» TEXT PROVIDED
########################################
Saturday, April 25, 2020

Can inflation emerge after coronavirus-covid19

Since Paul Volcker era, on 1980 the interest rates had been in a downside spiral with small correction or increases in interest rates, but not enough to close the gap.

Since then, there were 3 clear long downtrend in the interest rates, and there were small peaks on the 2000 and 2006 year, mainly on the bubble era and the subprime mortgage era.

Since mid 2017, the FED has also been increasing the interest rates on a slower pace till mid 2019 when some kind of downtrend in stock market was approaching.

Remember the two small correction of 2018 due to the complications that were in the REPO market, the liquidity has been disappearing and thus the market was getting nervous

Nowadays, we are experiencing the rapid coronovirus correction that feels like will blow up the full economy of all countries of the world. The sentiment is like no one will survive to this crisis, even though small correction has been experiencing the last month, recovering the SP500 index, from 2200 to 2800 [that`s a 30% recovery from lows], the general feeling is that the market should correct even bigger. Go to 1800 or lower.

The high liquidity programs implemented from all countries will not be enough and will destroy many small and also big businesses (today there are news that some big companies will need help to pay salaries).

I don´t think this will be the end of the economy, because on 1929 the financial market blowed up (all people lost their savings). This is not the case today, but most probably many business will not recover from the down trend and therefore the final picture will be that fewer plants and production capacity will be available in the economy.

If we sum in this equation the huge stimulus implemented that most likely will increase the M3 money supply and if we combine with less production capacity. In my opinion we could end up in an era where there is a lot of money chasing fewer goods in circulation, thus INFLATION

And if inflation kicks on, the savings will be the most affected investments. Inflation normally increases stock market prices, and could say, that being in the stock market while inflation kicks in, could be the best option, because companies use to have better revenues, mainly due to inflation effect, and their stock price increases in similar percentage.
########################################
» RECORDED INFORMATION

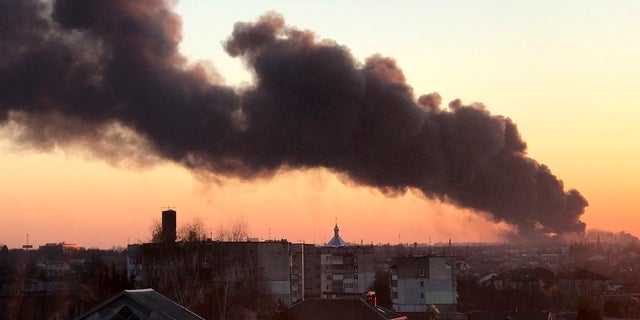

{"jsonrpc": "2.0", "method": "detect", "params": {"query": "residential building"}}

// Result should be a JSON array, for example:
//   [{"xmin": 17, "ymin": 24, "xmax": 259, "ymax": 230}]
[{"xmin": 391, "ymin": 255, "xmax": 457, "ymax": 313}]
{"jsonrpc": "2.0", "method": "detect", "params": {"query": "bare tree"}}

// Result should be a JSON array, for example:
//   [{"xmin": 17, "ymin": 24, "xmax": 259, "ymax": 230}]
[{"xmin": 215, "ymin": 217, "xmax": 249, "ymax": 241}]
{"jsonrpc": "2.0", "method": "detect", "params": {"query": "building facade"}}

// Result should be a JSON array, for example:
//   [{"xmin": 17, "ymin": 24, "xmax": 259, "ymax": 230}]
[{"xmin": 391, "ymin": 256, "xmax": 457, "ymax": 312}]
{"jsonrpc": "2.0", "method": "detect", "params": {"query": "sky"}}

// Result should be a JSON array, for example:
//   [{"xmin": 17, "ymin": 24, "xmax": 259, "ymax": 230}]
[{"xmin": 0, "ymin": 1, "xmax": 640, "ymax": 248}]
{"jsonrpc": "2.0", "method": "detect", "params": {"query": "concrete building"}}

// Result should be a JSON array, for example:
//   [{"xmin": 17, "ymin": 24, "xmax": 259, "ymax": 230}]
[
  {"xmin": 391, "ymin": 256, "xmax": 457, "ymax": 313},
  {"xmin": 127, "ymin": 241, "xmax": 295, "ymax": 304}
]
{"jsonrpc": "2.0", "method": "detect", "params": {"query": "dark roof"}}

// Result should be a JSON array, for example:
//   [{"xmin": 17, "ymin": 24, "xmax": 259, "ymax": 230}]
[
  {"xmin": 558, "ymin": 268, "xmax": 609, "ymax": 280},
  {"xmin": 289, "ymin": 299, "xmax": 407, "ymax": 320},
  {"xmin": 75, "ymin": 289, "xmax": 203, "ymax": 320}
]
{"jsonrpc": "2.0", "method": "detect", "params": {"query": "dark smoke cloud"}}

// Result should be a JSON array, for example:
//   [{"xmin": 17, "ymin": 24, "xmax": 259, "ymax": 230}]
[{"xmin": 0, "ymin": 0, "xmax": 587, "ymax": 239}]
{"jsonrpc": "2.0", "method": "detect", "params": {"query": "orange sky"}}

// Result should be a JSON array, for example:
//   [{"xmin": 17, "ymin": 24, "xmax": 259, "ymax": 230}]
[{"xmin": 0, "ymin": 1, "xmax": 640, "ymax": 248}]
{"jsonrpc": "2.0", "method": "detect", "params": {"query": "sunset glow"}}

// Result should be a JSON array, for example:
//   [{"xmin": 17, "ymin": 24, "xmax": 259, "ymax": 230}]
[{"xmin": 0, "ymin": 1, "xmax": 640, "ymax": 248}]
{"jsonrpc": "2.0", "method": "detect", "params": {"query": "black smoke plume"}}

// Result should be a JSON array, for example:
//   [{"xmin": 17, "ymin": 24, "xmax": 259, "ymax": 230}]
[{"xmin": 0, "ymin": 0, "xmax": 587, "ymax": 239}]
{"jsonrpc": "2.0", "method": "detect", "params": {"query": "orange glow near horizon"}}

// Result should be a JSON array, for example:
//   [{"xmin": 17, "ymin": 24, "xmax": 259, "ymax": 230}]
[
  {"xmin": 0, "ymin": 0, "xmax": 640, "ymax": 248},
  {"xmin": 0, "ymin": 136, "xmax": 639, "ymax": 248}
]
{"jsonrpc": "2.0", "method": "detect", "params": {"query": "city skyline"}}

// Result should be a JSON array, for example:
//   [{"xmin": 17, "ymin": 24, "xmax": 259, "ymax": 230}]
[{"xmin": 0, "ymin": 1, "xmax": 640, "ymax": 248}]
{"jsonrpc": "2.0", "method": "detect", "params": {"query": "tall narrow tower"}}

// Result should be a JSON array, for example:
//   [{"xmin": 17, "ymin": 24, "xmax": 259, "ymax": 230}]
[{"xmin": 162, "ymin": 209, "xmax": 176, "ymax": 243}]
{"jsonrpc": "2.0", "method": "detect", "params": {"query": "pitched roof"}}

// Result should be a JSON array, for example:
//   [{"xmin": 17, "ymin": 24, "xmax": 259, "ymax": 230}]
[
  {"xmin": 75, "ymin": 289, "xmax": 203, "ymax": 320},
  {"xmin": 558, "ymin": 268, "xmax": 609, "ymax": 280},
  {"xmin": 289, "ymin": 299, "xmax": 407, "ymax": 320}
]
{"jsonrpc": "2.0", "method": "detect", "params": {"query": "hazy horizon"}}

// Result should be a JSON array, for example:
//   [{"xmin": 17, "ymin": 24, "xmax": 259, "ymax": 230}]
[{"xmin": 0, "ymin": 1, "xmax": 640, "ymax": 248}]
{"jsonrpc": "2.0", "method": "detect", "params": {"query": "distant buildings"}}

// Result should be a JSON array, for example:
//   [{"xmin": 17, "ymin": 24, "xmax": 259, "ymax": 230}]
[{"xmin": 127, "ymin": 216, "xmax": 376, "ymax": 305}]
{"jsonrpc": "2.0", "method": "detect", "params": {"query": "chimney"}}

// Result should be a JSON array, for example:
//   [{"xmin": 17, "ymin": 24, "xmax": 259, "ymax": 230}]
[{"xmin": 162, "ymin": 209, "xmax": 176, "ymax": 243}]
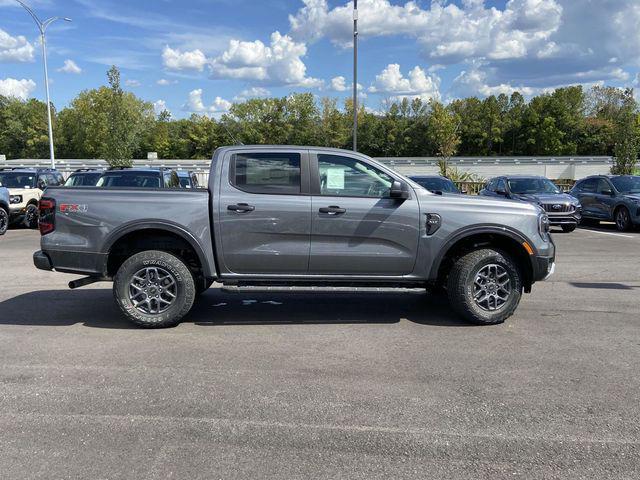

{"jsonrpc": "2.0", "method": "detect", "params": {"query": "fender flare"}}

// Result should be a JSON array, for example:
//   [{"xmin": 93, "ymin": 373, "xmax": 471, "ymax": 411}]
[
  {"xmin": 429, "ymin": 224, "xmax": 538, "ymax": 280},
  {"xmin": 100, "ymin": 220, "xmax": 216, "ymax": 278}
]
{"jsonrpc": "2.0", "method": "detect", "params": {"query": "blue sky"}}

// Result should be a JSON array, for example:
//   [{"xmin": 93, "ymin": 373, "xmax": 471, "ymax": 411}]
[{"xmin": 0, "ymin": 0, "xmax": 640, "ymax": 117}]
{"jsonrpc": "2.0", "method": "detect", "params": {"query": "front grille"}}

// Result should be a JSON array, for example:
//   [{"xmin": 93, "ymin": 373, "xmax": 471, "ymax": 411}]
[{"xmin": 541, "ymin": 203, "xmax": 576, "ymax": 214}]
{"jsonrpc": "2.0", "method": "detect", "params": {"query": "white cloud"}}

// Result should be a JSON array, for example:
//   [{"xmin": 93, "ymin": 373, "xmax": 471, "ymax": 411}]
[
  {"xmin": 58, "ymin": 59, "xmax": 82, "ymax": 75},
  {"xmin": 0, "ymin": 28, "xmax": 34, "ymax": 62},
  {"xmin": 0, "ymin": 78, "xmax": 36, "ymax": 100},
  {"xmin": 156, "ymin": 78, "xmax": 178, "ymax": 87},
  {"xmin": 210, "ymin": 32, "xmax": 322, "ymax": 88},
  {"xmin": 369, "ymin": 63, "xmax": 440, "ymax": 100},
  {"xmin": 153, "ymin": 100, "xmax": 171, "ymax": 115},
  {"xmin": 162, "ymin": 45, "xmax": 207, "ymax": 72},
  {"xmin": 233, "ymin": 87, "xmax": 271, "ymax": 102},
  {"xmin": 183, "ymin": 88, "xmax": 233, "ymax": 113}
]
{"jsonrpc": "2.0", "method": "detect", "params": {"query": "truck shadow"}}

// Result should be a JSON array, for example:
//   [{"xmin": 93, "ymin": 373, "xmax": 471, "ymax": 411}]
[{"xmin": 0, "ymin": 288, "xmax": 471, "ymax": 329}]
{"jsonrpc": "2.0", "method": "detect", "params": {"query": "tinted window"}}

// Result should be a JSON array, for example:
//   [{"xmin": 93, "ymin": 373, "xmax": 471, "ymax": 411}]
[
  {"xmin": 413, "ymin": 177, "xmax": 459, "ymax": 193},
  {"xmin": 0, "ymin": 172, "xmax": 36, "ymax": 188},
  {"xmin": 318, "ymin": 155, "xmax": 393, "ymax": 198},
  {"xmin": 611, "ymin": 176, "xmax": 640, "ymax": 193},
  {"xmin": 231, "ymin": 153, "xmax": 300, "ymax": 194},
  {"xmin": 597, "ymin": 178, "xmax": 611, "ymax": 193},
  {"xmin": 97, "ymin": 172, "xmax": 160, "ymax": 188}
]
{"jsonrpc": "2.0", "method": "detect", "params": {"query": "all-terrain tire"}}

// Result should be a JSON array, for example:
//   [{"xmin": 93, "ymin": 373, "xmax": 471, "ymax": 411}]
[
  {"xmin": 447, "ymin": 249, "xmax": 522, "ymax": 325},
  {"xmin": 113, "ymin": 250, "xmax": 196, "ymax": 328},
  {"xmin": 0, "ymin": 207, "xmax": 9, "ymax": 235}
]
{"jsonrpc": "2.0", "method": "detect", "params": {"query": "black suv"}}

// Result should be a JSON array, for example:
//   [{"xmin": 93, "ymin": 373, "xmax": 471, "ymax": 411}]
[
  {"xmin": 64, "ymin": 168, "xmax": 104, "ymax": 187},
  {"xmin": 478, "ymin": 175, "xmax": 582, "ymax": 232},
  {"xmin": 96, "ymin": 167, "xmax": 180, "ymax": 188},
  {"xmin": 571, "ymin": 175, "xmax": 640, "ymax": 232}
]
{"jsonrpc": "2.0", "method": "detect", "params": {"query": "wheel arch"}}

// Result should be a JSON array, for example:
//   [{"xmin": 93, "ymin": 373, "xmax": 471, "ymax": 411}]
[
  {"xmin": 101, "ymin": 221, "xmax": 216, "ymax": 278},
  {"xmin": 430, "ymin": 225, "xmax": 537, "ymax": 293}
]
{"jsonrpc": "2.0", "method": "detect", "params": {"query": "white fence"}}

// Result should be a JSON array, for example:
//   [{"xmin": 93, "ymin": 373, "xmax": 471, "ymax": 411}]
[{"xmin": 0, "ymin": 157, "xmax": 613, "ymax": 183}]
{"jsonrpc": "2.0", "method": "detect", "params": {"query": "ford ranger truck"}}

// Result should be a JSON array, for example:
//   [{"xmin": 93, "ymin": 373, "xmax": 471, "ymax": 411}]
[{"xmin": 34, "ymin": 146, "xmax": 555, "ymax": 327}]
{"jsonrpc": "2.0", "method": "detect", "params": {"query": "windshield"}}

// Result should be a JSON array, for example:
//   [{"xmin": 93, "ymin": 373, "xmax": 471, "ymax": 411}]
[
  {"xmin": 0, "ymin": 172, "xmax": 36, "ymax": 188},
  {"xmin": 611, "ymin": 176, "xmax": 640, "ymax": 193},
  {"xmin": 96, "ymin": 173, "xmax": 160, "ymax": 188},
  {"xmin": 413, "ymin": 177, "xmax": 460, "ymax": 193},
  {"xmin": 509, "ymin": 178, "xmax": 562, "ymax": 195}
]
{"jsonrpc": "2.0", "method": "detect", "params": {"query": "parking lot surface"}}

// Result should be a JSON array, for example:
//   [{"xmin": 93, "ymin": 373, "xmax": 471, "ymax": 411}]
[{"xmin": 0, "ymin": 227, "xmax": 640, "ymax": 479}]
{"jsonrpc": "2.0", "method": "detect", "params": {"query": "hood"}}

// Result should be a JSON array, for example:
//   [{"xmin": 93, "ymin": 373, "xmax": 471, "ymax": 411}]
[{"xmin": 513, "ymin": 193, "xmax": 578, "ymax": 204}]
########################################
» EXERCISES
(a) Return the passage of the inflation post between "Since mid 2017, the" and "1800 or lower.", inclusive, copied word for word.
(b) List every calendar year that appears in the inflation post, including its date line, in the order each year first appears.

» EXPECTED RESPONSES
(a)
Since mid 2017, the FED has also been increasing the interest rates on a slower pace till mid 2019 when some kind of downtrend in stock market was approaching.

Remember the two small correction of 2018 due to the complications that were in the REPO market, the liquidity has been disappearing and thus the market was getting nervous

Nowadays, we are experiencing the rapid coronovirus correction that feels like will blow up the full economy of all countries of the world. The sentiment is like no one will survive to this crisis, even though small correction has been experiencing the last month, recovering the SP500 index, from 2200 to 2800 [that`s a 30% recovery from lows], the general feeling is that the market should correct even bigger. Go to 1800 or lower.

(b)
2020
1980
2000
2006
2017
2019
2018
1929